Rewrite the lines from the one containing "Put a point on the withered" through the last line, requests included, multiplying every coordinate in the answers by 1.35 and rounding it to a whole number, with halves rounded up.

☆ ☆ ☆ ☆ ☆

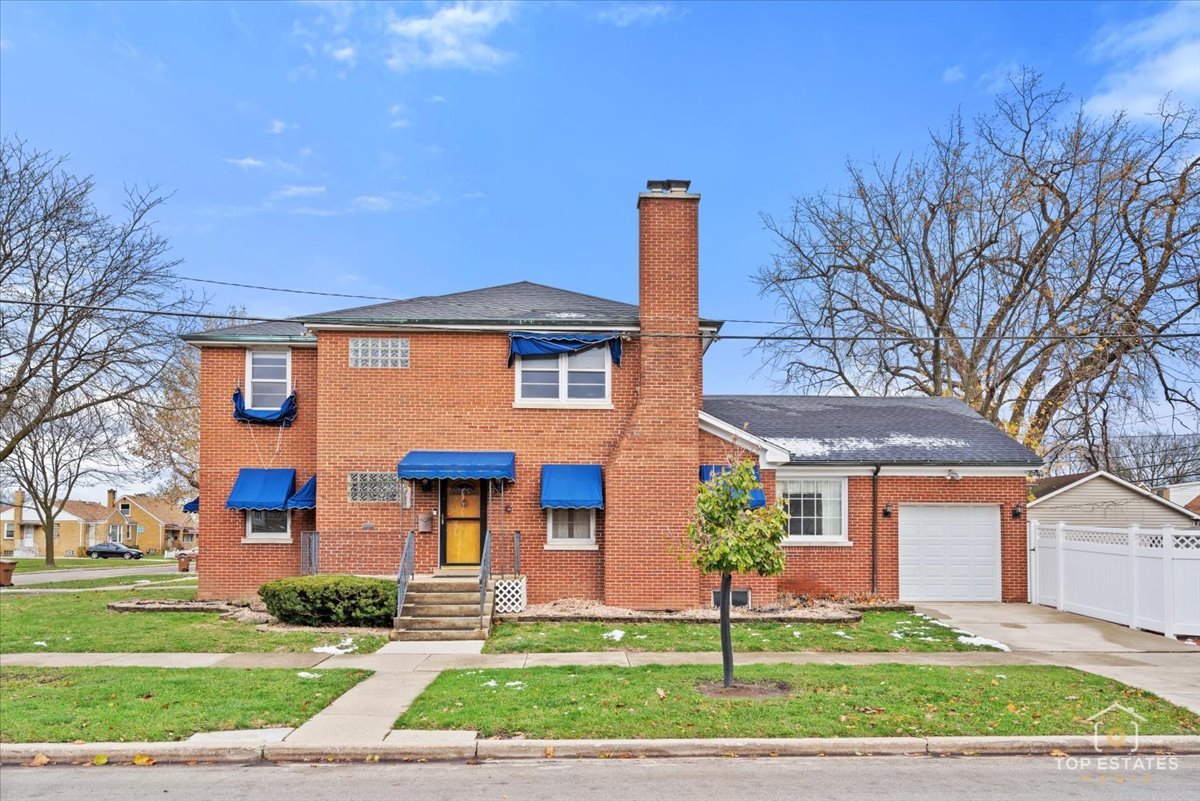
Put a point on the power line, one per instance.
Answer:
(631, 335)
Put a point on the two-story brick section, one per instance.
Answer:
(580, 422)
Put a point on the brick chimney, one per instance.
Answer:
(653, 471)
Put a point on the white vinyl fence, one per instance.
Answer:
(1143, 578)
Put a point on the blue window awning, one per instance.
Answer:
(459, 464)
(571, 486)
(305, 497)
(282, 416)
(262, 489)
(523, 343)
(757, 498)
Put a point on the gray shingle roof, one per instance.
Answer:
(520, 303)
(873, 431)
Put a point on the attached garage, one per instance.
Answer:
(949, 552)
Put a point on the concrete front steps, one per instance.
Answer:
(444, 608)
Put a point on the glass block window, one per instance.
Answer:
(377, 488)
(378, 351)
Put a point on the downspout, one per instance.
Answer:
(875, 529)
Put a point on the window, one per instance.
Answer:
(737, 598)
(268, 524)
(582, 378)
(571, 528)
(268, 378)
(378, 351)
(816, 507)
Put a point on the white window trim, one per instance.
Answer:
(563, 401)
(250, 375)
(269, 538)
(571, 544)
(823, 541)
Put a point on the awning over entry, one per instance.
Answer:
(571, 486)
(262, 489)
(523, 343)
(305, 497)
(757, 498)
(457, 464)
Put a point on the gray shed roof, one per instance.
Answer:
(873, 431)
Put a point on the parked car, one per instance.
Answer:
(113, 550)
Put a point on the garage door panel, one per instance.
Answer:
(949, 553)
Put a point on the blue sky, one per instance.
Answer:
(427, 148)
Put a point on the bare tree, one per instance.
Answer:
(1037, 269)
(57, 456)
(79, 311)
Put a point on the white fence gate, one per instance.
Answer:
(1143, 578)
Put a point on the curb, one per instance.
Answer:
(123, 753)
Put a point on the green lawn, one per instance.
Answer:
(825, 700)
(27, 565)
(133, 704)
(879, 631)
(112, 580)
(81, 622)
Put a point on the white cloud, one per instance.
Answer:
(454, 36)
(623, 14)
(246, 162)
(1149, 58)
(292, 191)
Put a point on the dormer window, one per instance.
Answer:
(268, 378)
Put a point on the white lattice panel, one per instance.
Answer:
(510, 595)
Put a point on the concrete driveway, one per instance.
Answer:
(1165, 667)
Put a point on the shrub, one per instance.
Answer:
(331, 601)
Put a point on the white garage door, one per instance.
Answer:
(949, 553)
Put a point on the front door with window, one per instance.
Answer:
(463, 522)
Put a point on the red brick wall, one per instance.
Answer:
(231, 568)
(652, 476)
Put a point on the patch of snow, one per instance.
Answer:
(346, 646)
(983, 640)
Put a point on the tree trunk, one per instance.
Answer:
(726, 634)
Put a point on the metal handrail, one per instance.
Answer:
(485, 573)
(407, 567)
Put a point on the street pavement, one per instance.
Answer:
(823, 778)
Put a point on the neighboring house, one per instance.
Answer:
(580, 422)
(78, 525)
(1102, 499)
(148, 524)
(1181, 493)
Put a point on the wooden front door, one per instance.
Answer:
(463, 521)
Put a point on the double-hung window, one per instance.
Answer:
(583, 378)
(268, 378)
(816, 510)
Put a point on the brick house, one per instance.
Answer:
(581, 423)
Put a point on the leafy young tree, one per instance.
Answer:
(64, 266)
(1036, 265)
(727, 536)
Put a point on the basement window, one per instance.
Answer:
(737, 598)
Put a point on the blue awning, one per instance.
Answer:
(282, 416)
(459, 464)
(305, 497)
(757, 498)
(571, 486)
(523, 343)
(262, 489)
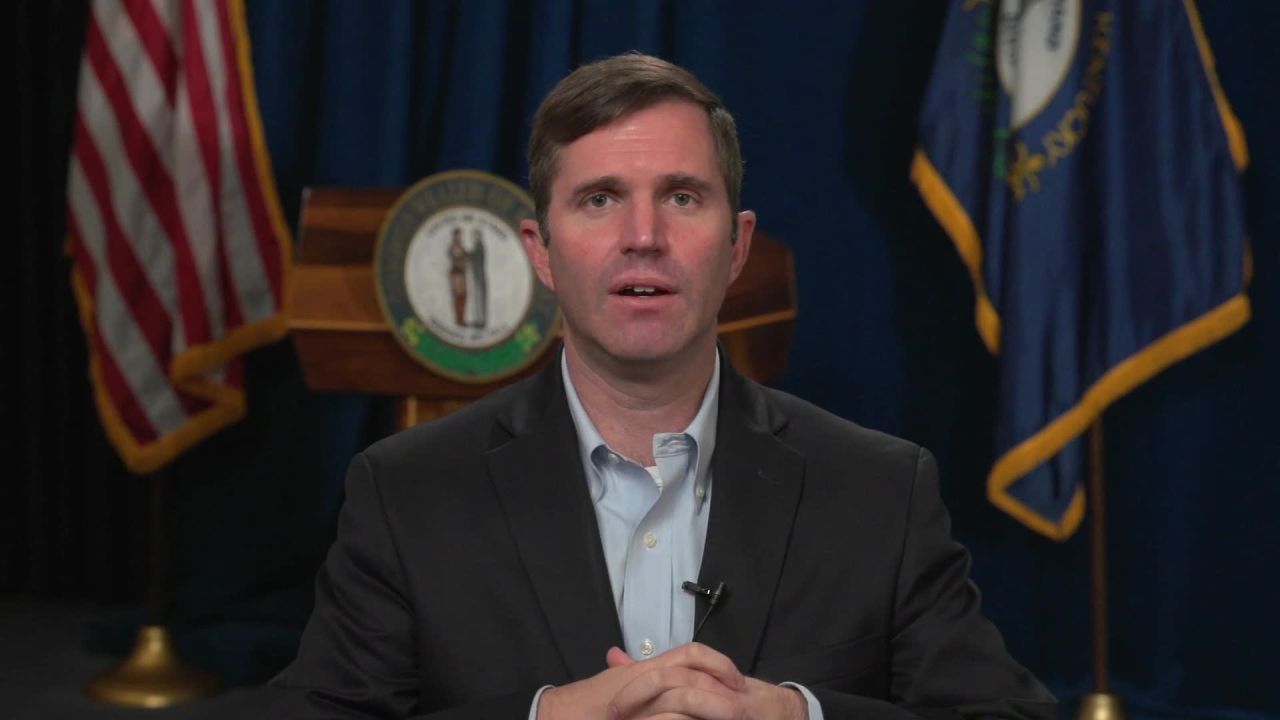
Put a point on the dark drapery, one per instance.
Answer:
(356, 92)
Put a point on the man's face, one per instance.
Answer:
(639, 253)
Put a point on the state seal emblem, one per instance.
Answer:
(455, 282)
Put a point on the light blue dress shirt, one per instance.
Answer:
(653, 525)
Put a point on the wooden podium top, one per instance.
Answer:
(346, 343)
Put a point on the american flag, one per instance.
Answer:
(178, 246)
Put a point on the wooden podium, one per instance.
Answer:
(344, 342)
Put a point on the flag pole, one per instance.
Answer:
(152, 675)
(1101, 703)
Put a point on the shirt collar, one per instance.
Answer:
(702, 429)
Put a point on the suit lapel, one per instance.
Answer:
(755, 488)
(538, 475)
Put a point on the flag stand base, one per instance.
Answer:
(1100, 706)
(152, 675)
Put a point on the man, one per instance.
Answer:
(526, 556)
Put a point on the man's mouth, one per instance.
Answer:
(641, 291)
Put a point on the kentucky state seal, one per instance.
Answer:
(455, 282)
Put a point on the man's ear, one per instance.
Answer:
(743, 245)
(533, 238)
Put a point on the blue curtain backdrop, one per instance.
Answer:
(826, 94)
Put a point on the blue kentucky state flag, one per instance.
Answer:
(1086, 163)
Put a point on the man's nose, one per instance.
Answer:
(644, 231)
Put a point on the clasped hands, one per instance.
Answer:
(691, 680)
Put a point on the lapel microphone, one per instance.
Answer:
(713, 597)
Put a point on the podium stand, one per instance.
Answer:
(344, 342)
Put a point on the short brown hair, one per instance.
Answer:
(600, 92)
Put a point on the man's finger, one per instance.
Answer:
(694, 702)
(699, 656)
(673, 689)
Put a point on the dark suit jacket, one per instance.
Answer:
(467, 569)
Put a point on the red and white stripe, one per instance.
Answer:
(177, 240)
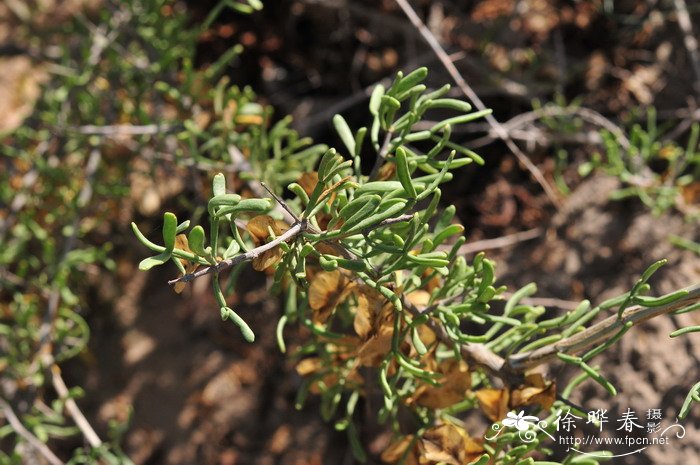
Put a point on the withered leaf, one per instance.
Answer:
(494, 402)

☆ ☆ ☆ ☆ ☆

## OUTPUT BELOW
Put a point on the withered leaf, one per instance.
Answer:
(667, 543)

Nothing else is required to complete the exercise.